*About this task*
Work through the entries below and report how many lines include "photo". The number alone is the answer.

*The data*

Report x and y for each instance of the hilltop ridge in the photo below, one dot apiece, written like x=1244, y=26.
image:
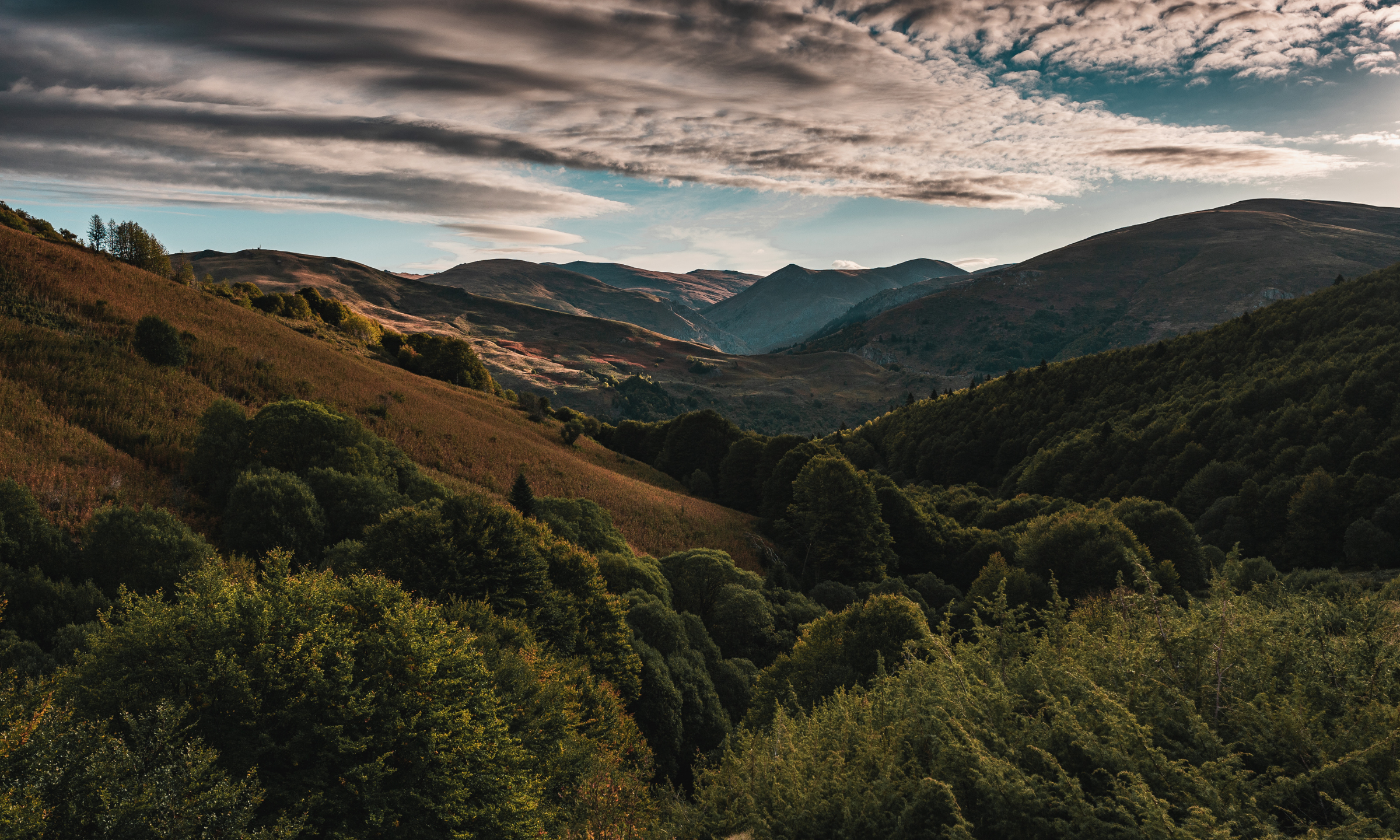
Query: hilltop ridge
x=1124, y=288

--

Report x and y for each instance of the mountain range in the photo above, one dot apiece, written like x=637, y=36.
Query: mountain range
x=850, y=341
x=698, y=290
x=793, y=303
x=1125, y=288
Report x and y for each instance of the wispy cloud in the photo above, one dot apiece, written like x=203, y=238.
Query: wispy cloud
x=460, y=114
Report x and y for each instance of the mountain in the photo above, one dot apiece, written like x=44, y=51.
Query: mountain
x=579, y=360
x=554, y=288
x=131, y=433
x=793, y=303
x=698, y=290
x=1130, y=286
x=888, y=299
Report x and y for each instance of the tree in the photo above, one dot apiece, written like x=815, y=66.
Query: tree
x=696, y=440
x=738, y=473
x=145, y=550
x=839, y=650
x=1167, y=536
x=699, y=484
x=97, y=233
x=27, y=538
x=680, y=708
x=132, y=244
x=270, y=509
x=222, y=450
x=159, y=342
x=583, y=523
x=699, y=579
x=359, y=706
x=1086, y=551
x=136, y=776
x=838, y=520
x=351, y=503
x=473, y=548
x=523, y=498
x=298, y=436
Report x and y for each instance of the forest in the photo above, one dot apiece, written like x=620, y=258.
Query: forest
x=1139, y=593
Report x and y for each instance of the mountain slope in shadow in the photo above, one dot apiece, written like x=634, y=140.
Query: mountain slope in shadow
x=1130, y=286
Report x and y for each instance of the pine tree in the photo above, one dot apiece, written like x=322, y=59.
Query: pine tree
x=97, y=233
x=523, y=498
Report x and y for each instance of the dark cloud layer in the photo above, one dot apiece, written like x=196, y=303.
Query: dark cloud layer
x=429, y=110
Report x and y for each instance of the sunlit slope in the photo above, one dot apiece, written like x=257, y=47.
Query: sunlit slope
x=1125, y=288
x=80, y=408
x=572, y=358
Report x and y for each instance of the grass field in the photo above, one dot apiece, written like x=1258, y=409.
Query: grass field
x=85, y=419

*Written answer*
11